Source material =
*****

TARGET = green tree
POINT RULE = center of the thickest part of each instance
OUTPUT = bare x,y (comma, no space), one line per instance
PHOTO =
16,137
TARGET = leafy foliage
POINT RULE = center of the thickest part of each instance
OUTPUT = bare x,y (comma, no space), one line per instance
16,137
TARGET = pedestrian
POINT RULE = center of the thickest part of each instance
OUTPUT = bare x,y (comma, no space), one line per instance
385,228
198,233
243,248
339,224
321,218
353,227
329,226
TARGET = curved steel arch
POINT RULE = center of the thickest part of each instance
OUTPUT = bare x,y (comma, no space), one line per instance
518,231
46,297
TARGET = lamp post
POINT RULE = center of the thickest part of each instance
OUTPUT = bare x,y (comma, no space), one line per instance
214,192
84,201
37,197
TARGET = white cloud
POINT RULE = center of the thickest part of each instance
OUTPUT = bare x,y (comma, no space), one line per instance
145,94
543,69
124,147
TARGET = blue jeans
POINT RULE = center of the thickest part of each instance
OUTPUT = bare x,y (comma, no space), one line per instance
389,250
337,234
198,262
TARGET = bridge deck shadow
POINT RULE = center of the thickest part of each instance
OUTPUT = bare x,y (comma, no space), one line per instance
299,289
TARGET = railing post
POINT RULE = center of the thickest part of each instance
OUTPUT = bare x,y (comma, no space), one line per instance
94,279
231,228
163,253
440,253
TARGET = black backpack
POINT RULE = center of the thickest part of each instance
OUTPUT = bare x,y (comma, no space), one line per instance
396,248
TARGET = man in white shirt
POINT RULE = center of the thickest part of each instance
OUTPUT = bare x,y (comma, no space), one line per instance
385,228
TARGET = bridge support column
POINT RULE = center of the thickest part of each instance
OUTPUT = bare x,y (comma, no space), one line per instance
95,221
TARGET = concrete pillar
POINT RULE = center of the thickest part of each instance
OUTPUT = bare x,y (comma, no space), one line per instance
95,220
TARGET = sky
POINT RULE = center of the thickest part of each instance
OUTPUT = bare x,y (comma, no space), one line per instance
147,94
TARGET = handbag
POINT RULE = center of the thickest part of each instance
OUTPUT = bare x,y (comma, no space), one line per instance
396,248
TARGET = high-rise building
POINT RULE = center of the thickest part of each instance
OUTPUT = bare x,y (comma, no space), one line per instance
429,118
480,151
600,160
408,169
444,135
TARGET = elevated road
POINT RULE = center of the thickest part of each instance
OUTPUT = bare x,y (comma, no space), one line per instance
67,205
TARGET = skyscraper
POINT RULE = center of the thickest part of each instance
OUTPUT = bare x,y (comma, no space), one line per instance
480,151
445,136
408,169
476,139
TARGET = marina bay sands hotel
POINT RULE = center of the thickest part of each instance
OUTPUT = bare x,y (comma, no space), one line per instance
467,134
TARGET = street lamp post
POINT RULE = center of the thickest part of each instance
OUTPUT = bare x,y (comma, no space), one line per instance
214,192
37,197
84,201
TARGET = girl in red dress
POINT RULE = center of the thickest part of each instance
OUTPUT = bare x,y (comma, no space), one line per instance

*****

What the task requires =
Scan the records for the string "bridge" and show every line that contains it.

Exercise output =
TARGET = bridge deck shadow
TARGET = bridge support column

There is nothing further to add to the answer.